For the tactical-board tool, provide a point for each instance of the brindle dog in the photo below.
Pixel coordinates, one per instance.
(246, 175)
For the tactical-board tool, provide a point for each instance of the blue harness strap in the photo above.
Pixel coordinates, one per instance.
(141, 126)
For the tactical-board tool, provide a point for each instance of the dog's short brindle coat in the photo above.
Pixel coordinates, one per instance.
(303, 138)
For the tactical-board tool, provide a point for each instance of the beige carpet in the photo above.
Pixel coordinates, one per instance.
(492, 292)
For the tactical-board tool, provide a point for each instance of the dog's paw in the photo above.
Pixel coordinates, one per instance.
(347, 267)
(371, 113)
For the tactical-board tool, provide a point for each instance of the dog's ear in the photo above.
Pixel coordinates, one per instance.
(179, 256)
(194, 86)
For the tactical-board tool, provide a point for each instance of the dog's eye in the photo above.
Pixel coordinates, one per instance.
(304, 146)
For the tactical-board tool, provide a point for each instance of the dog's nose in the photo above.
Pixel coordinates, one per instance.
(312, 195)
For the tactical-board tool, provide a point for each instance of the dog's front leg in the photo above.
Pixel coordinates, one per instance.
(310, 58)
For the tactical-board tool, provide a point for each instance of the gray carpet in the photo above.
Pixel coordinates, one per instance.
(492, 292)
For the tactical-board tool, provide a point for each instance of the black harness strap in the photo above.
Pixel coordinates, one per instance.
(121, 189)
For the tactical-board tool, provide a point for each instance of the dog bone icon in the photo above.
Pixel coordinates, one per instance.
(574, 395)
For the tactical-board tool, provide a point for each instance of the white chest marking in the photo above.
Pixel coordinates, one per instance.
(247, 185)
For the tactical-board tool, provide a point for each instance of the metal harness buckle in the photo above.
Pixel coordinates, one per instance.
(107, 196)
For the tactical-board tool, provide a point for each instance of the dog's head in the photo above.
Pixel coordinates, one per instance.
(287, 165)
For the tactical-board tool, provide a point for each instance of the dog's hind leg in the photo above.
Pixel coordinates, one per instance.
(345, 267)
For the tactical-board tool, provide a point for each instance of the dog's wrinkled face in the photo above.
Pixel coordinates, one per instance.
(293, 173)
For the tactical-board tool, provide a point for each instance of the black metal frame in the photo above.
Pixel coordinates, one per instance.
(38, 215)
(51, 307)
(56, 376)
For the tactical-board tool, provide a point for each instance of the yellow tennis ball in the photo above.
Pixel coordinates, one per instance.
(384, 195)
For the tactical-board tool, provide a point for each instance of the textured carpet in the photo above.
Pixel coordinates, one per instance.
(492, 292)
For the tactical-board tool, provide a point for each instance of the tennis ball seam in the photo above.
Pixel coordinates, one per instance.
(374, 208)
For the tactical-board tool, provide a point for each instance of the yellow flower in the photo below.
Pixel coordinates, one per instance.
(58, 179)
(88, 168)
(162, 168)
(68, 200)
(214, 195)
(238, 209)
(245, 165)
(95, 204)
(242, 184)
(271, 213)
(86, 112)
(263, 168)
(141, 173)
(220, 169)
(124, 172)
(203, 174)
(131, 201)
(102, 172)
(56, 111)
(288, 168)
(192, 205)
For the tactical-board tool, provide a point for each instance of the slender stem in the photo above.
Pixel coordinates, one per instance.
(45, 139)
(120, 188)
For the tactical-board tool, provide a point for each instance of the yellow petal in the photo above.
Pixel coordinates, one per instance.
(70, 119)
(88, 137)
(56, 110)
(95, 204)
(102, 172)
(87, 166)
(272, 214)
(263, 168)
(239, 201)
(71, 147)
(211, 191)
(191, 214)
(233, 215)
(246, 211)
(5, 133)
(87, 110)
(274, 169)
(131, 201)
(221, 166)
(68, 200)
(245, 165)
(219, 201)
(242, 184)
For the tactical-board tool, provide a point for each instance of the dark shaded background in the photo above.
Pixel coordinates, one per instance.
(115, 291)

###

# Your objective:
Rewrite all of the items above as a numbered list, one entry per line, and leave out any blank lines.

# Response to this task:
1. For the tactical-board tool, provide a point for each instance of the brindle dog in the photo below.
2. Pixel coordinates, one per instance.
3. (246, 175)
4. For the tactical-board tool, provide a point for each instance of the blue harness strap in the photo above.
5. Pixel coordinates, one per instance.
6. (141, 126)
7. For the tactical-board tool, provide a point for each instance of the dog's short brindle coat in the photo above.
8. Pixel coordinates, one per instance.
9. (303, 138)
10. For the tactical-board tool, provide a point for each instance of the beige carpet in the photo above.
11. Pixel coordinates, one per instance.
12. (492, 292)
13. For the tactical-board tool, provide a point for each instance of the dog's paw in the photo above.
14. Pixel coordinates, one per instance.
15. (347, 267)
16. (371, 113)
17. For the tactical-board tool, provide a point for each instance of the dog's ear in the photo above.
18. Pixel coordinates, one per instance.
19. (179, 256)
20. (194, 86)
21. For the tactical-board tool, provide a point for each instance of the dog's eye in the photo above.
22. Pixel coordinates, one per instance.
23. (304, 146)
24. For the tactical-board tool, provide a point for each instance of the dog's nose in the photo above.
25. Pixel coordinates, one per instance.
26. (312, 195)
27. For the tactical-board tool, provide a point for each instance of the dog's front leg in the photo above.
28. Pixel coordinates, one per instance.
29. (310, 58)
30. For the tactical-board tool, provide a point for each instance of the gray carpet in the photo above.
31. Pixel coordinates, one per instance.
32. (492, 292)
33. For the tactical-board tool, provide a point for each instance of the black harness strap in the photo above.
34. Pixel coordinates, one per instance.
35. (121, 189)
36. For the tactical-board tool, provide a point for each instance of the dog bone icon in the photo above.
37. Pixel coordinates, one per instance.
38. (574, 395)
39. For the tactical-board tool, provide a point for each instance of the white chest marking in the photo above.
40. Pixel coordinates, one per instance.
41. (247, 185)
42. For the tactical-board tool, provide a point for each instance of the metal harness buckle in the photo above.
43. Pixel coordinates, one per instance.
44. (107, 196)
45. For the tactical-board tool, provide a point for each instance of the dog's head in the photo above.
46. Pixel coordinates, one per instance.
47. (287, 165)
48. For the tactical-board tool, provide a point for each instance of the dog's hind leg in the photo above.
49. Pixel coordinates, one per instance.
50. (345, 267)
51. For the tactical-board tool, provide a point for each instance of the dog's wrinkled face in the photo above.
52. Pixel coordinates, one per instance.
53. (293, 173)
54. For the tactical-board tool, provide a point for each instance of the black metal frame in the photo above.
55. Pixel coordinates, one per instance.
56. (38, 215)
57. (51, 307)
58. (56, 376)
59. For the tactical-board tool, provide a point for each instance of the yellow tennis ball in the photo above.
60. Pixel coordinates, one per instance.
61. (384, 195)
62. For the tactical-board tool, provide a point for each instance of the textured carpet in the photo above.
63. Pixel coordinates, one per instance.
64. (492, 292)
65. For the tactical-board tool, provide a point for each instance of the tennis ball seam in the photo above.
66. Pixel coordinates, one per instance.
67. (374, 208)
68. For the tactical-board tool, provide a point for each instance of the yellow flower in the photo below.
69. Pixel coordinates, one per instance.
70. (58, 179)
71. (88, 168)
72. (162, 168)
73. (68, 200)
74. (214, 195)
75. (238, 209)
76. (245, 165)
77. (95, 204)
78. (242, 184)
79. (271, 213)
80. (86, 112)
81. (263, 168)
82. (141, 173)
83. (220, 169)
84. (124, 172)
85. (203, 174)
86. (131, 201)
87. (102, 172)
88. (56, 111)
89. (288, 168)
90. (192, 205)
91. For the tactical-board tool, provide a point for each instance of the slender stem in the photo above.
92. Pixel coordinates, one per instance.
93. (45, 139)
94. (120, 188)
95. For the tactical-board tool, provide a point for each instance of the yellow petal in the photo above.
96. Pixel coordinates, one per instance.
97. (70, 119)
98. (88, 137)
99. (56, 110)
100. (95, 204)
101. (102, 172)
102. (87, 166)
103. (272, 214)
104. (263, 168)
105. (239, 201)
106. (71, 147)
107. (211, 191)
108. (191, 214)
109. (233, 215)
110. (246, 211)
111. (5, 133)
112. (87, 110)
113. (274, 169)
114. (131, 201)
115. (221, 166)
116. (68, 200)
117. (245, 165)
118. (219, 201)
119. (242, 184)
120. For the tactical-board tool, provide a point for each instance of the dark shaded background in the photo above.
121. Pixel coordinates, one per instance.
122. (115, 291)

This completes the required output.